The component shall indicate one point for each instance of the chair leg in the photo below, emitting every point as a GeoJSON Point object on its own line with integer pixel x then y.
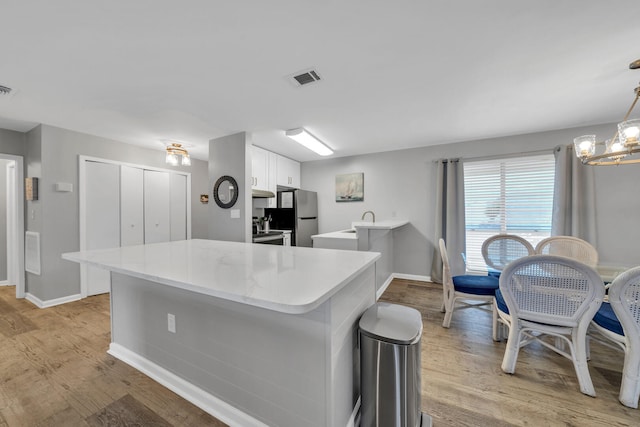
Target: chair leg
{"type": "Point", "coordinates": [497, 330]}
{"type": "Point", "coordinates": [449, 307]}
{"type": "Point", "coordinates": [630, 387]}
{"type": "Point", "coordinates": [579, 354]}
{"type": "Point", "coordinates": [513, 347]}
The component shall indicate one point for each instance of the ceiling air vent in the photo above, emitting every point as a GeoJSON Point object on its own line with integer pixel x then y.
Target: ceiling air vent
{"type": "Point", "coordinates": [306, 77]}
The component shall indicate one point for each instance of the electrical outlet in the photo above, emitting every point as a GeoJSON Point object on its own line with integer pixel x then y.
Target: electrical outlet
{"type": "Point", "coordinates": [171, 322]}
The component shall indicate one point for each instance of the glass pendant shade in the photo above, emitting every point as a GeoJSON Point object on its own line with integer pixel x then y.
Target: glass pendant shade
{"type": "Point", "coordinates": [615, 146]}
{"type": "Point", "coordinates": [585, 145]}
{"type": "Point", "coordinates": [172, 159]}
{"type": "Point", "coordinates": [629, 132]}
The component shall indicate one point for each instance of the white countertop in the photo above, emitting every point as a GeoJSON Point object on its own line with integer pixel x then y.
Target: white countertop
{"type": "Point", "coordinates": [387, 224]}
{"type": "Point", "coordinates": [281, 278]}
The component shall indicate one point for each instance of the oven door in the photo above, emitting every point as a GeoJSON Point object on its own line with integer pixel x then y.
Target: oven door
{"type": "Point", "coordinates": [269, 239]}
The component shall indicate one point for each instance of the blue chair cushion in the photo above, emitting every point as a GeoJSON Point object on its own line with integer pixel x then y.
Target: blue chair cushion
{"type": "Point", "coordinates": [476, 285]}
{"type": "Point", "coordinates": [606, 318]}
{"type": "Point", "coordinates": [502, 306]}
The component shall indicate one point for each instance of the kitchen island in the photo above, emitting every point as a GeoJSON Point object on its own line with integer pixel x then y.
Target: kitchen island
{"type": "Point", "coordinates": [253, 334]}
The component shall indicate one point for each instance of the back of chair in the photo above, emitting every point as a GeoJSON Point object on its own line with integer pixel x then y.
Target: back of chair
{"type": "Point", "coordinates": [624, 296]}
{"type": "Point", "coordinates": [501, 249]}
{"type": "Point", "coordinates": [551, 289]}
{"type": "Point", "coordinates": [569, 246]}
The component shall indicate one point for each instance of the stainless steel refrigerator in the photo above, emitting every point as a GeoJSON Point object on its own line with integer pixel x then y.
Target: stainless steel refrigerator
{"type": "Point", "coordinates": [297, 211]}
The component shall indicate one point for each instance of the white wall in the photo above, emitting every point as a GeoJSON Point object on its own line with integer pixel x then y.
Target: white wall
{"type": "Point", "coordinates": [401, 184]}
{"type": "Point", "coordinates": [53, 157]}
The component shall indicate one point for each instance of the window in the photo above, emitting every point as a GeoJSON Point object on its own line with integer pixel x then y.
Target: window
{"type": "Point", "coordinates": [512, 195]}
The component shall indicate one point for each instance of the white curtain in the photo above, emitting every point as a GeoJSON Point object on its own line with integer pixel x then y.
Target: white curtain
{"type": "Point", "coordinates": [449, 216]}
{"type": "Point", "coordinates": [573, 197]}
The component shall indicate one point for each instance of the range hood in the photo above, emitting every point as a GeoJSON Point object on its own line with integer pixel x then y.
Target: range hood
{"type": "Point", "coordinates": [261, 194]}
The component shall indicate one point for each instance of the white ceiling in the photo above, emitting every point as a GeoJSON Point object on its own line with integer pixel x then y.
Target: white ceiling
{"type": "Point", "coordinates": [395, 74]}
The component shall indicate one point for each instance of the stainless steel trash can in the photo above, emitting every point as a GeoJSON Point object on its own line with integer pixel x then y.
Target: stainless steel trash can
{"type": "Point", "coordinates": [390, 366]}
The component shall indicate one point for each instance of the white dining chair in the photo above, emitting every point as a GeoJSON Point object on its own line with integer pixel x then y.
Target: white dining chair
{"type": "Point", "coordinates": [498, 251]}
{"type": "Point", "coordinates": [619, 321]}
{"type": "Point", "coordinates": [569, 246]}
{"type": "Point", "coordinates": [555, 297]}
{"type": "Point", "coordinates": [459, 290]}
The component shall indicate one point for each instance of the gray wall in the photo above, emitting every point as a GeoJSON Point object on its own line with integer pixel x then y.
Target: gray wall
{"type": "Point", "coordinates": [3, 219]}
{"type": "Point", "coordinates": [231, 155]}
{"type": "Point", "coordinates": [14, 143]}
{"type": "Point", "coordinates": [400, 184]}
{"type": "Point", "coordinates": [53, 157]}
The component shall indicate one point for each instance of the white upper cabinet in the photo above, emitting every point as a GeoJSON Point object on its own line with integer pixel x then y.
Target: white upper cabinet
{"type": "Point", "coordinates": [288, 172]}
{"type": "Point", "coordinates": [259, 168]}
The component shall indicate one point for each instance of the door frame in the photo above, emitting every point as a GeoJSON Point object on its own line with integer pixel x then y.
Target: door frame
{"type": "Point", "coordinates": [82, 191]}
{"type": "Point", "coordinates": [15, 223]}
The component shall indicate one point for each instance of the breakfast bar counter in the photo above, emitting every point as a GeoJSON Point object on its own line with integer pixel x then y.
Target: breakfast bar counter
{"type": "Point", "coordinates": [253, 334]}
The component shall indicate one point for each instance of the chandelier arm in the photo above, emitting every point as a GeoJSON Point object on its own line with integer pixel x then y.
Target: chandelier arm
{"type": "Point", "coordinates": [633, 104]}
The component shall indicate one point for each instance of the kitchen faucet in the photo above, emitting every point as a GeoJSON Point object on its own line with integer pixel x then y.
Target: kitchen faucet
{"type": "Point", "coordinates": [372, 215]}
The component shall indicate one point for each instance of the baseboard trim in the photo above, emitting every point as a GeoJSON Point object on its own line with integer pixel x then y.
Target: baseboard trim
{"type": "Point", "coordinates": [202, 399]}
{"type": "Point", "coordinates": [412, 277]}
{"type": "Point", "coordinates": [52, 302]}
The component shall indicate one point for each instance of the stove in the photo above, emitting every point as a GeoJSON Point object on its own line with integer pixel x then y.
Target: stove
{"type": "Point", "coordinates": [269, 238]}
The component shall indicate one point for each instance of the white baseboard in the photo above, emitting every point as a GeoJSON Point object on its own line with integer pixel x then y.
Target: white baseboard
{"type": "Point", "coordinates": [52, 302]}
{"type": "Point", "coordinates": [412, 277]}
{"type": "Point", "coordinates": [202, 399]}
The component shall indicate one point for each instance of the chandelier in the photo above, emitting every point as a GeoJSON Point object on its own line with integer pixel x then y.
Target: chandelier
{"type": "Point", "coordinates": [617, 150]}
{"type": "Point", "coordinates": [176, 152]}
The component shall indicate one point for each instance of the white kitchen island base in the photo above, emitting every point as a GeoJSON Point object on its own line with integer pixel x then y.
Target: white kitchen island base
{"type": "Point", "coordinates": [245, 364]}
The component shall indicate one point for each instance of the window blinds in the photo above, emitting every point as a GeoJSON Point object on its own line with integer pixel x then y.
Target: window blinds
{"type": "Point", "coordinates": [511, 195]}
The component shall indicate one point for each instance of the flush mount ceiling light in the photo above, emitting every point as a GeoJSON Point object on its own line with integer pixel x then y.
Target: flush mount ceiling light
{"type": "Point", "coordinates": [177, 153]}
{"type": "Point", "coordinates": [302, 136]}
{"type": "Point", "coordinates": [617, 150]}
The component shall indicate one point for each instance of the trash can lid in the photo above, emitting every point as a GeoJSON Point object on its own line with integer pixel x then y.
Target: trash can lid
{"type": "Point", "coordinates": [392, 323]}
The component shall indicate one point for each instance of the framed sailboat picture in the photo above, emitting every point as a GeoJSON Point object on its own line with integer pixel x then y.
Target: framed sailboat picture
{"type": "Point", "coordinates": [350, 187]}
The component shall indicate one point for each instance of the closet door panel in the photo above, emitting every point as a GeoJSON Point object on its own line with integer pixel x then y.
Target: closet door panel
{"type": "Point", "coordinates": [178, 204]}
{"type": "Point", "coordinates": [102, 218]}
{"type": "Point", "coordinates": [131, 206]}
{"type": "Point", "coordinates": [156, 207]}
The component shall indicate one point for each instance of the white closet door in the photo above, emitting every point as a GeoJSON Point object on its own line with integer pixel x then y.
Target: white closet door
{"type": "Point", "coordinates": [102, 218]}
{"type": "Point", "coordinates": [156, 207]}
{"type": "Point", "coordinates": [178, 206]}
{"type": "Point", "coordinates": [131, 206]}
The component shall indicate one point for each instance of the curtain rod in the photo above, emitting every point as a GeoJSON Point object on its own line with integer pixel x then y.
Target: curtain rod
{"type": "Point", "coordinates": [504, 156]}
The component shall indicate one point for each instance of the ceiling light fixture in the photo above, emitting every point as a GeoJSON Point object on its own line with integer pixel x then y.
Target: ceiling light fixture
{"type": "Point", "coordinates": [176, 152]}
{"type": "Point", "coordinates": [617, 150]}
{"type": "Point", "coordinates": [302, 136]}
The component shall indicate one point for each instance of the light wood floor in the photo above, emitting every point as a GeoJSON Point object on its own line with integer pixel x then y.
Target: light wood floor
{"type": "Point", "coordinates": [54, 371]}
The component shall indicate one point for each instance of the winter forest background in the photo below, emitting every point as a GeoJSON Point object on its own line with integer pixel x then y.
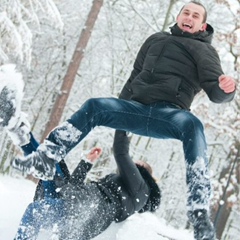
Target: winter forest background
{"type": "Point", "coordinates": [40, 37]}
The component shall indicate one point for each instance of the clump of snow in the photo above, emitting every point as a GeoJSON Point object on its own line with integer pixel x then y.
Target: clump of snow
{"type": "Point", "coordinates": [16, 194]}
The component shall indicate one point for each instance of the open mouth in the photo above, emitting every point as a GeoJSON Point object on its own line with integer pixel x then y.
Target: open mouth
{"type": "Point", "coordinates": [187, 26]}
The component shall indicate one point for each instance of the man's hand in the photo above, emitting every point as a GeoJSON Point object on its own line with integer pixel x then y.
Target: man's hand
{"type": "Point", "coordinates": [94, 154]}
{"type": "Point", "coordinates": [227, 83]}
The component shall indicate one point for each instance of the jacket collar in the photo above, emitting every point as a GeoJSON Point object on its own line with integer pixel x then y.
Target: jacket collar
{"type": "Point", "coordinates": [205, 36]}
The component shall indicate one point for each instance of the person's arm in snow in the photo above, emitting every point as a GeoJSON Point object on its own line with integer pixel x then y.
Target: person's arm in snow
{"type": "Point", "coordinates": [79, 174]}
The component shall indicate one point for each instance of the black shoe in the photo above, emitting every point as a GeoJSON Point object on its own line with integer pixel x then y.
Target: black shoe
{"type": "Point", "coordinates": [36, 164]}
{"type": "Point", "coordinates": [202, 225]}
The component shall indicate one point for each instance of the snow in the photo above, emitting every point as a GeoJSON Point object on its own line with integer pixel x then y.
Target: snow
{"type": "Point", "coordinates": [17, 193]}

§ **WORK REQUIRED**
For the word "below", go through the records and show each line that carries it.

§ **WRITTEN ANSWER**
The component shall indicate one point for each instance of the chair leg in the photo below, emitting every point as a GeoJSON Point object on its own line with integer pixel x then y.
The component shall indicate one point for each instance of the winter forest background in the photo below, emitting every point as a GeoJSON Point object on its own line with integer pixel x then y.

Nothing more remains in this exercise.